* Opdrachten *
a. Op welk bedrag worden de proceskosten van appellante in de uitspraak berekend?
b. Zet de uitspraak voort na de laatste zin.

══ Documentfragment ══

5.5. Nu appellante, zoals hiervoor is vermeld, ten onrechte geen gelegenheid is geboden om haar aanvraag te wijzigen, dient het beroep gegrond te worden verklaard. Verweerder zal opnieuw op het bezwaar van appellante moeten beslissen.
5.6. Het College ziet aanleiding verweerder met toepassing van artikel 8:75 van de Algemene wet bestuursrecht (Awb) te veroordelen in de proceskosten van appellante. Deze worden op de voet van het bepaalde in het Besluit proceskosten bestuursrecht berekend op € 874.-- (1 punt voor het opstellen van het beroepschrift en 1 punt voor het bijwonen van de zitting; wegingsfactor 1).

═══
══ Gegevensfragmenten ══

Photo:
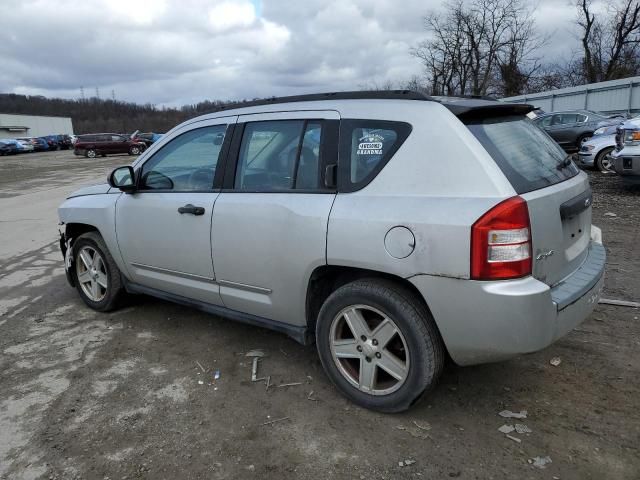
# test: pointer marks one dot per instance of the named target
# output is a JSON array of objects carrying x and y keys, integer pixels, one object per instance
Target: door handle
[{"x": 192, "y": 209}]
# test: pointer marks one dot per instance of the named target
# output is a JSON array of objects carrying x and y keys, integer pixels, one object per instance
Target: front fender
[{"x": 97, "y": 211}]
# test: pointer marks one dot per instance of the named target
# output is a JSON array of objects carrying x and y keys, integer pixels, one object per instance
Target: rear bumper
[
  {"x": 484, "y": 322},
  {"x": 586, "y": 158},
  {"x": 628, "y": 167}
]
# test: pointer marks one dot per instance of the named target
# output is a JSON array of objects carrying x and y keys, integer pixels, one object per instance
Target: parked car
[
  {"x": 39, "y": 144},
  {"x": 27, "y": 146},
  {"x": 20, "y": 147},
  {"x": 64, "y": 142},
  {"x": 571, "y": 129},
  {"x": 147, "y": 138},
  {"x": 357, "y": 241},
  {"x": 7, "y": 148},
  {"x": 626, "y": 157},
  {"x": 596, "y": 151},
  {"x": 106, "y": 144}
]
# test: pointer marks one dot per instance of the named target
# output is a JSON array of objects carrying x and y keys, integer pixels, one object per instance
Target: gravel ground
[{"x": 121, "y": 395}]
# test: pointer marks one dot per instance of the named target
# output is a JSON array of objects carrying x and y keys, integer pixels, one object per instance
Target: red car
[{"x": 106, "y": 144}]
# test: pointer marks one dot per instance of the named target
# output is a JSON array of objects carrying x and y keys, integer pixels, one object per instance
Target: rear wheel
[
  {"x": 379, "y": 345},
  {"x": 603, "y": 160},
  {"x": 96, "y": 275},
  {"x": 583, "y": 138}
]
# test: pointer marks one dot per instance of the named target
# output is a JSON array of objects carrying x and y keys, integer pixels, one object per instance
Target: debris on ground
[
  {"x": 555, "y": 361},
  {"x": 256, "y": 355},
  {"x": 510, "y": 414},
  {"x": 416, "y": 431},
  {"x": 425, "y": 427},
  {"x": 271, "y": 422},
  {"x": 540, "y": 462},
  {"x": 506, "y": 429},
  {"x": 619, "y": 303}
]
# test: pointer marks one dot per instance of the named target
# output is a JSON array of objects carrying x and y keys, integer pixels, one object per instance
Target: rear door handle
[{"x": 192, "y": 209}]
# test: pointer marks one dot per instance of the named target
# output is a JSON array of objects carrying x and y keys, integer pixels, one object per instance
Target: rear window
[{"x": 527, "y": 156}]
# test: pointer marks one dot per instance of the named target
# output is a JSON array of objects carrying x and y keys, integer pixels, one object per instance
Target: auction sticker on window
[{"x": 370, "y": 144}]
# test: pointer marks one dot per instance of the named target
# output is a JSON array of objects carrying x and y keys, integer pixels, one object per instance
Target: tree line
[
  {"x": 474, "y": 47},
  {"x": 494, "y": 47},
  {"x": 99, "y": 115}
]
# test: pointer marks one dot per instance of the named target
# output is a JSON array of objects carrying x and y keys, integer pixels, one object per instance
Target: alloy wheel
[
  {"x": 92, "y": 273},
  {"x": 369, "y": 350}
]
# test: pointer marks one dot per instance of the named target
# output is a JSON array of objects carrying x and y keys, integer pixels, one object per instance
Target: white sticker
[{"x": 370, "y": 144}]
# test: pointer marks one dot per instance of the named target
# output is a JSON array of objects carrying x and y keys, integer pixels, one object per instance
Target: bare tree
[
  {"x": 609, "y": 41},
  {"x": 479, "y": 47}
]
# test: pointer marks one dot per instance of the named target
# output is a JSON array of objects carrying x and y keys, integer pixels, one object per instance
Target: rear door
[
  {"x": 164, "y": 229},
  {"x": 270, "y": 221},
  {"x": 556, "y": 191}
]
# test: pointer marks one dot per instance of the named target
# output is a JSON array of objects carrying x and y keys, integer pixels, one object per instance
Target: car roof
[{"x": 460, "y": 106}]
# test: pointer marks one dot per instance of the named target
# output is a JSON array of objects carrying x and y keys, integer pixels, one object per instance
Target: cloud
[
  {"x": 229, "y": 15},
  {"x": 172, "y": 52}
]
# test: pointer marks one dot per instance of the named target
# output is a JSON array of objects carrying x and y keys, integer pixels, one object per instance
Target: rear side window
[
  {"x": 365, "y": 148},
  {"x": 280, "y": 155},
  {"x": 527, "y": 156}
]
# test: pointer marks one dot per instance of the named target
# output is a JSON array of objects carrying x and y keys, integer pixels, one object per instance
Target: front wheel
[
  {"x": 96, "y": 275},
  {"x": 603, "y": 160},
  {"x": 379, "y": 344}
]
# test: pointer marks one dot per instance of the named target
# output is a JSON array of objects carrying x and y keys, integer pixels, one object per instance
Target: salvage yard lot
[{"x": 123, "y": 395}]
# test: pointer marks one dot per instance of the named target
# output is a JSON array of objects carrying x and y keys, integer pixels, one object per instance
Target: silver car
[{"x": 323, "y": 217}]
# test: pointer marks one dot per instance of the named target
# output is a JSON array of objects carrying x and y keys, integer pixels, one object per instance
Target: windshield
[{"x": 527, "y": 156}]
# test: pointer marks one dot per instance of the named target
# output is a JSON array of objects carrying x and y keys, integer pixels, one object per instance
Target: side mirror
[{"x": 123, "y": 179}]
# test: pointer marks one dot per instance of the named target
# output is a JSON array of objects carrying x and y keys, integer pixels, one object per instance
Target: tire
[
  {"x": 416, "y": 345},
  {"x": 583, "y": 138},
  {"x": 602, "y": 162},
  {"x": 103, "y": 290}
]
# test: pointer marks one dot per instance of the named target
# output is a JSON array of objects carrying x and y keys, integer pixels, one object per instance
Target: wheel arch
[{"x": 325, "y": 279}]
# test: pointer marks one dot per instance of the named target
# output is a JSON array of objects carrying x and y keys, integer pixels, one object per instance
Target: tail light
[{"x": 501, "y": 242}]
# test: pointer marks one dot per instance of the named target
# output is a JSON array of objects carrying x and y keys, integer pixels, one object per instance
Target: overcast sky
[{"x": 173, "y": 52}]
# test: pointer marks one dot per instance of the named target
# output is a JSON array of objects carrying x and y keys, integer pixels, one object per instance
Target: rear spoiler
[{"x": 473, "y": 108}]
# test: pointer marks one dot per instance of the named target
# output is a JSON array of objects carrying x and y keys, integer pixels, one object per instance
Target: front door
[
  {"x": 164, "y": 229},
  {"x": 270, "y": 222}
]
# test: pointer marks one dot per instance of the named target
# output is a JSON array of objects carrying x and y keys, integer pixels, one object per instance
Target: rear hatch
[{"x": 558, "y": 195}]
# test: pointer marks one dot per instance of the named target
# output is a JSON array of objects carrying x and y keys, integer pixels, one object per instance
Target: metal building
[
  {"x": 614, "y": 96},
  {"x": 16, "y": 126}
]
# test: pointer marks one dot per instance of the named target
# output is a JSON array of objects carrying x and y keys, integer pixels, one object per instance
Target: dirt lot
[{"x": 120, "y": 395}]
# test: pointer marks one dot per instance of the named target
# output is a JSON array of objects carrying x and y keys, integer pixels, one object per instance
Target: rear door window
[
  {"x": 365, "y": 148},
  {"x": 280, "y": 155},
  {"x": 527, "y": 156}
]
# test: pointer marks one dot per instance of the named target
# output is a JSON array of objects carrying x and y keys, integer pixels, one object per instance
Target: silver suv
[{"x": 392, "y": 228}]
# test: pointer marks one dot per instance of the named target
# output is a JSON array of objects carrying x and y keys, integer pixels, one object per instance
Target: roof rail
[{"x": 353, "y": 95}]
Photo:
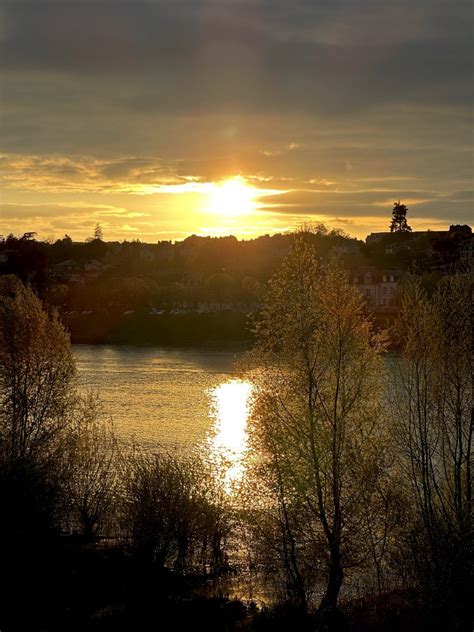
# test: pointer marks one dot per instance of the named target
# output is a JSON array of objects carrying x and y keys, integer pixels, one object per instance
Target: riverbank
[{"x": 140, "y": 328}]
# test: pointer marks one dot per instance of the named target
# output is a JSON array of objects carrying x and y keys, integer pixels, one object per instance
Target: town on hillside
[{"x": 104, "y": 281}]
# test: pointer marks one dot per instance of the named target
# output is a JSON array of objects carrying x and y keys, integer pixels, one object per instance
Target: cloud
[{"x": 349, "y": 103}]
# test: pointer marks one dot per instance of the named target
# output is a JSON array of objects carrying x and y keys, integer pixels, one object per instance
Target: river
[{"x": 184, "y": 398}]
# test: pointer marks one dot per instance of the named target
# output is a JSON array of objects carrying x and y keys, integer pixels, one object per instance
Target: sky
[{"x": 159, "y": 119}]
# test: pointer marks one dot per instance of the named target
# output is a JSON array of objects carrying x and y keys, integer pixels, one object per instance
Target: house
[{"x": 379, "y": 287}]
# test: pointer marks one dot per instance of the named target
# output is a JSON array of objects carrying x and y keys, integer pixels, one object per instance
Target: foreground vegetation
[{"x": 355, "y": 512}]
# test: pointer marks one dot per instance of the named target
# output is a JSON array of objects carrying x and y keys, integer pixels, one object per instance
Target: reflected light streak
[{"x": 228, "y": 440}]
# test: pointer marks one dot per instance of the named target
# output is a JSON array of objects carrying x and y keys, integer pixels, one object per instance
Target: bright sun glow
[
  {"x": 228, "y": 443},
  {"x": 233, "y": 197}
]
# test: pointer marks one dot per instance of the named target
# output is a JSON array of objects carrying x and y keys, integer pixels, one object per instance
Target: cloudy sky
[{"x": 163, "y": 118}]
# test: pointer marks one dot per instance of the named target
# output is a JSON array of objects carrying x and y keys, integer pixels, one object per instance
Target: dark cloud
[
  {"x": 250, "y": 56},
  {"x": 365, "y": 101}
]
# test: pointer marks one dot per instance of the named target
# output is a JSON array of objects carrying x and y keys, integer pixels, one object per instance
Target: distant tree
[
  {"x": 98, "y": 232},
  {"x": 399, "y": 219},
  {"x": 433, "y": 420}
]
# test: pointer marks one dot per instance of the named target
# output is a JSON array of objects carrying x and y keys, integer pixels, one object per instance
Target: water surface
[{"x": 170, "y": 397}]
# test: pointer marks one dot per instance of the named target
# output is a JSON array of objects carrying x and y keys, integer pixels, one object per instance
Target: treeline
[
  {"x": 198, "y": 272},
  {"x": 355, "y": 511}
]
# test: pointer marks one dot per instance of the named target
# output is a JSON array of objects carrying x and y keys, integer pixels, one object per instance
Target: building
[{"x": 379, "y": 287}]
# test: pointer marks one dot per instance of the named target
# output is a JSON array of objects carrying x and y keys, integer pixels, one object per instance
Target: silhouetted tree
[
  {"x": 317, "y": 413},
  {"x": 399, "y": 222},
  {"x": 98, "y": 232}
]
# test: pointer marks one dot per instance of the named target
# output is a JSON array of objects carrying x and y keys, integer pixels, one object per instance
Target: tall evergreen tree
[{"x": 399, "y": 219}]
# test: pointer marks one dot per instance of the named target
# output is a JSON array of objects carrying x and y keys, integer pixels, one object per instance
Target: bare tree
[
  {"x": 316, "y": 416},
  {"x": 432, "y": 409},
  {"x": 174, "y": 513},
  {"x": 36, "y": 376},
  {"x": 90, "y": 469}
]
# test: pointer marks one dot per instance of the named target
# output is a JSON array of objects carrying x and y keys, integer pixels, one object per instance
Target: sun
[{"x": 232, "y": 197}]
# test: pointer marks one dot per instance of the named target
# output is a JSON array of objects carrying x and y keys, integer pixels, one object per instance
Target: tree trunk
[{"x": 336, "y": 575}]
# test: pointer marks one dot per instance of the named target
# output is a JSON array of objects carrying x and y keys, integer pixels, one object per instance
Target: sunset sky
[{"x": 159, "y": 119}]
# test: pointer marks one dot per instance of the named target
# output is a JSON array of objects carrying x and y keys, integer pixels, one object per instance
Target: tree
[
  {"x": 317, "y": 411},
  {"x": 90, "y": 472},
  {"x": 174, "y": 512},
  {"x": 98, "y": 232},
  {"x": 36, "y": 375},
  {"x": 433, "y": 420},
  {"x": 56, "y": 454},
  {"x": 399, "y": 222}
]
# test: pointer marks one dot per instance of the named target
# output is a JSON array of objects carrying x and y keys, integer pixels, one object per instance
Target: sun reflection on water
[{"x": 228, "y": 439}]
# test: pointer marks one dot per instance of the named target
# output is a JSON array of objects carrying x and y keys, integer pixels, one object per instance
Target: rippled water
[{"x": 170, "y": 397}]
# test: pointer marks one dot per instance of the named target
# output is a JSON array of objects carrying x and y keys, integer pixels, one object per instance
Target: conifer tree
[{"x": 399, "y": 219}]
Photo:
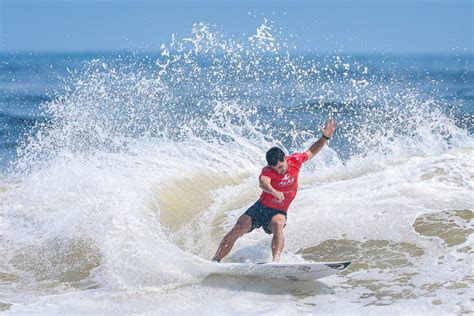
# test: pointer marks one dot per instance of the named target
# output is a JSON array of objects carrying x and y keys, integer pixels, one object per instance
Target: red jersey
[{"x": 285, "y": 183}]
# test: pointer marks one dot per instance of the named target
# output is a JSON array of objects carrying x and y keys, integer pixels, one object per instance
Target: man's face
[{"x": 281, "y": 167}]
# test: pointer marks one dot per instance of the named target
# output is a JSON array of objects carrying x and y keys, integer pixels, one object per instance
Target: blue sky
[{"x": 367, "y": 26}]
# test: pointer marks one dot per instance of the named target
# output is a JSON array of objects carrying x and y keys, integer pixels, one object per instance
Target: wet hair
[{"x": 275, "y": 155}]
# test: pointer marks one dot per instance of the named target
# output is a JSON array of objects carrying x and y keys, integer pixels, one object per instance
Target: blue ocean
[{"x": 121, "y": 172}]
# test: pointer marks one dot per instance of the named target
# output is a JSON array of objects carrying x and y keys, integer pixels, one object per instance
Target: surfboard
[{"x": 294, "y": 271}]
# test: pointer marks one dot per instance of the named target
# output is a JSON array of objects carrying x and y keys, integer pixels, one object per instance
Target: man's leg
[
  {"x": 243, "y": 226},
  {"x": 276, "y": 227}
]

═══

* Antwoorden per opdracht *
a. Op € 874.--.

b.
6. De beslissing
Het College:
- verklaart het beroep gegrond;
- vernietigt het bestreden besluit;
- bepaalt dat verweerder opnieuw op het bezwaar van appellante beslist met inachtneming van hetgeen in deze uitspraak
is overwogen;
- veroordeelt verweerder in de proceskosten van appellante tot een bedrag van € 874.-(zegge:
achthonderdenvierenzeventig euro);
- bepaalt dat verweerder appellante het door haar betaalde griffierecht ten bedrage van € 298,- (zegge:
tweehonderdenachtennegentig euro) zal vergoeden.
Aldus gewezen door mr. C.J. Waterbolk, in tegenwoordigheid van mr. A.G.J. van Ouwerkerk als griffier, en uitgesproken in het openbaar op 15 februari 2012.